- Text passage:
#####

3.7.1 Connection Admission Control (CAC)

Connection admission control (CAC) can be defined as the set of actions taken by the network during the call set-up phase to establish whether a connection can be made. A connection request can only be accepted if sufficient network resources are available to establish the end-to-end connection maintaining its required QoS and not affecting the QoS of existing connections in the network by this new connection.

There are two classes of parameters considered for the CAC. They can be described as follows:

• The set of parameters that characterise the source traffic, that is peak cell rate, average cell rate, burstiness, peak duration and so on.
• Another set of parameters to denote the required QoS class expressed in terms of cell transfer delay, delay jitter, cell loss ratio, burst cell loss and so on.

Each ATM switch along the connection path in the network will be able to check if there are enough resources for the connection to meet the required QoS.

#####

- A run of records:
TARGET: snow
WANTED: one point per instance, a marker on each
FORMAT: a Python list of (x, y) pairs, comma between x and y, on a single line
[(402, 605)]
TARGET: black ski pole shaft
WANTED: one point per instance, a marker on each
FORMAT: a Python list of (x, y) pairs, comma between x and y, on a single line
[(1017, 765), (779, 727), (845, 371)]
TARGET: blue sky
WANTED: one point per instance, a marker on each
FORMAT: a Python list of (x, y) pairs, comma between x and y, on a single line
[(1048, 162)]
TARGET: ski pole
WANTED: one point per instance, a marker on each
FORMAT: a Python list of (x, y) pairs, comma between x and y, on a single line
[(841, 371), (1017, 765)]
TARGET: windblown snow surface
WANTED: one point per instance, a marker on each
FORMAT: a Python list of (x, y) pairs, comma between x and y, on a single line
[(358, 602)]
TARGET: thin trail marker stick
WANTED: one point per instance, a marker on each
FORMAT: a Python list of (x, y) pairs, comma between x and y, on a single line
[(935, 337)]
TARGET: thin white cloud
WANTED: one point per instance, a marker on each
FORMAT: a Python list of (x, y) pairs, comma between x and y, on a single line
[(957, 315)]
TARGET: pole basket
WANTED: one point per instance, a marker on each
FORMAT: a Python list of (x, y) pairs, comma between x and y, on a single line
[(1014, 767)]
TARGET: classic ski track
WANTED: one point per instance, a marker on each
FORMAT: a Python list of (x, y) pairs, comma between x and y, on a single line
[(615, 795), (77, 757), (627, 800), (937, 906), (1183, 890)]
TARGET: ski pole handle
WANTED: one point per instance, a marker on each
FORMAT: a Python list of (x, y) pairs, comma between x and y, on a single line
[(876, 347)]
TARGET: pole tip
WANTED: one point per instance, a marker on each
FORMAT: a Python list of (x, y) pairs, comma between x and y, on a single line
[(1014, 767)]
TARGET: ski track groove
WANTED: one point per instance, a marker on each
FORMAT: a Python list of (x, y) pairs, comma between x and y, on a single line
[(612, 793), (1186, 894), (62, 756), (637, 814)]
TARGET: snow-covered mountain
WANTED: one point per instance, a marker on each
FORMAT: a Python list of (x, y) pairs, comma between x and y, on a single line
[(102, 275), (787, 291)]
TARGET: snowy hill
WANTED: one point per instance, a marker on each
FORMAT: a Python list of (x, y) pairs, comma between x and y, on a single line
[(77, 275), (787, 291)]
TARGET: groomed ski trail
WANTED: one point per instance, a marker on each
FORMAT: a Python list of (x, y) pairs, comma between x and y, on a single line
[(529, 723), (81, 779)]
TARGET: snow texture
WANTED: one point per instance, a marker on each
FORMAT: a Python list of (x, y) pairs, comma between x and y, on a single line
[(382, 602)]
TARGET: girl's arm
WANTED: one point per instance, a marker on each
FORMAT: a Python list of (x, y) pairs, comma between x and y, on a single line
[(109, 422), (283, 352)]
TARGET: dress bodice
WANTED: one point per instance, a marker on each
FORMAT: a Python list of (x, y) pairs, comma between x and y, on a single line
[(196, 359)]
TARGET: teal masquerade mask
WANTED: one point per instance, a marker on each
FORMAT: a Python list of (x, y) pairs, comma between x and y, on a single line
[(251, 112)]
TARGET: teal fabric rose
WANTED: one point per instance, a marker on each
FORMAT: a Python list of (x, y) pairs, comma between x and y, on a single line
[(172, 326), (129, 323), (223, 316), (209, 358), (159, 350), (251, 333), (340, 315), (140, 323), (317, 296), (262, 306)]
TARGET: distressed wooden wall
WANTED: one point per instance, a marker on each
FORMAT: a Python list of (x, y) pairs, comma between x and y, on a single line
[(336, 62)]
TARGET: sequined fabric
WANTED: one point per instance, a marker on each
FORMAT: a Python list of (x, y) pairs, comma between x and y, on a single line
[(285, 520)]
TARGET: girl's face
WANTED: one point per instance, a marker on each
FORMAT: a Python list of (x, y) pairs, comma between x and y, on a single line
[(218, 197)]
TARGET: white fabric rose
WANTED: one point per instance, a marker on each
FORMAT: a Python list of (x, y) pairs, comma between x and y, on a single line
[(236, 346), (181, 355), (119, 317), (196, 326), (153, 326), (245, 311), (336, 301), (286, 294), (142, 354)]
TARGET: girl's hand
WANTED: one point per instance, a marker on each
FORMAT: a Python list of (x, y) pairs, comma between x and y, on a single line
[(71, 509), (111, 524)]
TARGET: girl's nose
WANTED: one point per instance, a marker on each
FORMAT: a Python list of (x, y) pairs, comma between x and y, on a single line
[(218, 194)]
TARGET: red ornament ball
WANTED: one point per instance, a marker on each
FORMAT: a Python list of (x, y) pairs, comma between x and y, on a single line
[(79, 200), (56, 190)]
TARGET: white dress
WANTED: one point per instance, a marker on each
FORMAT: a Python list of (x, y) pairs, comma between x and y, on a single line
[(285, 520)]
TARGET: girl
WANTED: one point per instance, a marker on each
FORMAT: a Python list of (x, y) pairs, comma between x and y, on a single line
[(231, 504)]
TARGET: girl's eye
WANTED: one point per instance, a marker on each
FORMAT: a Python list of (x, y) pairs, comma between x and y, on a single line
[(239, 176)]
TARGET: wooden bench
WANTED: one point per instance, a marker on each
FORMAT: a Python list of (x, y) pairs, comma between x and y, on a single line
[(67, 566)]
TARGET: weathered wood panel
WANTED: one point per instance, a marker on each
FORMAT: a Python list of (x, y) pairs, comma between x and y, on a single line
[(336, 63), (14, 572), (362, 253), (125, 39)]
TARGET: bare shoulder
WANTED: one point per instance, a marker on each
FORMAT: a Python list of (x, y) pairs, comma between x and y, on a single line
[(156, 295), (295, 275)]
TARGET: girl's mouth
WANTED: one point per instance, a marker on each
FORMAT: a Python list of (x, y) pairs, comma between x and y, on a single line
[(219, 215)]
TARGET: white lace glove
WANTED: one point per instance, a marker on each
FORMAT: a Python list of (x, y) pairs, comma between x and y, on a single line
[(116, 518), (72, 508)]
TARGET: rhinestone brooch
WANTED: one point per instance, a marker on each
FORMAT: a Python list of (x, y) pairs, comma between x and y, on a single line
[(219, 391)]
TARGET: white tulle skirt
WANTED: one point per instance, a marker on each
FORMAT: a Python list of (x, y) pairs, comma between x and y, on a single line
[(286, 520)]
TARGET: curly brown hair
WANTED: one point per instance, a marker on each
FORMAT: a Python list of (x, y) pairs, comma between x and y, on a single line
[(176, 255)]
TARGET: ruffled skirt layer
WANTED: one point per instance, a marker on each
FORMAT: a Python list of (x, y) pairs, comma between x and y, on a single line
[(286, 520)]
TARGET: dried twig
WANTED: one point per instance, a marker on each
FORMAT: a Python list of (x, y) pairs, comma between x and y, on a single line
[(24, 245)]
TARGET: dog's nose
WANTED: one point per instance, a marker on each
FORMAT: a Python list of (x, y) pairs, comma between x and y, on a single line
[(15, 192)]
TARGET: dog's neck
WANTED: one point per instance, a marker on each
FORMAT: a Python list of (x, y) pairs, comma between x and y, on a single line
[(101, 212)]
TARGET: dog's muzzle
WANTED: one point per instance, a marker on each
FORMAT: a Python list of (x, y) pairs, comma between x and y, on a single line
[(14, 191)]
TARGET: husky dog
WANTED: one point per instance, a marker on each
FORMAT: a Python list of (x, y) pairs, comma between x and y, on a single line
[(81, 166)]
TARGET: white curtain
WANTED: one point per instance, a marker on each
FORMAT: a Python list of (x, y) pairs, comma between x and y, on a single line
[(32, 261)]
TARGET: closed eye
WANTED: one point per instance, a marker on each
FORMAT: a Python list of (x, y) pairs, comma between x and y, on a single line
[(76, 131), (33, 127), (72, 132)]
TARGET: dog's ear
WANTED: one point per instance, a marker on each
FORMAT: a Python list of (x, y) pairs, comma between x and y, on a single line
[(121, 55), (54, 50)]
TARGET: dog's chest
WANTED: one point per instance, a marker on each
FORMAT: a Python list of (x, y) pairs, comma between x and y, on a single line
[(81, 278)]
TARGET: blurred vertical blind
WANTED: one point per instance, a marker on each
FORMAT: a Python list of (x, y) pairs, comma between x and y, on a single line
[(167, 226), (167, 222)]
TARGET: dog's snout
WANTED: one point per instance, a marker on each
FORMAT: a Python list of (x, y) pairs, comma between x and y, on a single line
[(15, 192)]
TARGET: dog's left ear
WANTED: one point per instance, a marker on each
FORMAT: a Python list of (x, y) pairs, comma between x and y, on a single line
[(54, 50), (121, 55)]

#####

- Tasks:
A) According to the passage on connection admission control, under what condition can a connection request be accepted?
B) Reproduce the part of the passage on connection admission control starting with "3.7.1 Connection Admission" and going on through "duration and so on.", substituting "connection establishment stage" for "call set-up phase".
C) Resume the passage on connection admission control right after its final sentence.

- Task-by-task answers:
A) A request can be accepted only if enough network resources are available to set up the end-to-end connection with its required QoS, without the new connection affecting the QoS of existing connections.

B)
3.7.1 Connection Admission Control (CAC)

Connection admission control (CAC) can be defined as the set of actions taken by the network during the connection establishment stage to establish whether a connection can be made. A connection request can only be accepted if sufficient network resources are available to establish the end-to-end connection maintaining its required QoS and not affecting the QoS of existing connections in the network by this new connection.

There are two classes of parameters considered for the CAC. They can be described as follows:

• The set of parameters that characterise the source traffic, that is peak cell rate, average cell rate, burstiness, peak duration and so on.

C)
3.7.2 UPC and NPC

Usage parameter control (UPC) and network parameter control (NPC) perform similar functions at the user-to-network interface and network-to-node interface, respectively. They indicate the set of actions performed by the network to monitor and control the traffic on a connection in terms of cell traffic volume and cell routing validity. This function is also known as the ‘police function’. The main purpose of this function is to protect the network resources from malicious connection and equipment malfunction, and to enforce the compliance of every connection to its negotiated traffic contract. An ideal UPC/NPC algorithm meets the following features:

• Capability to identify any illegal traffic situation.
• Quick response time to parameter violations.
• Less complexity and more simplicity of implementation.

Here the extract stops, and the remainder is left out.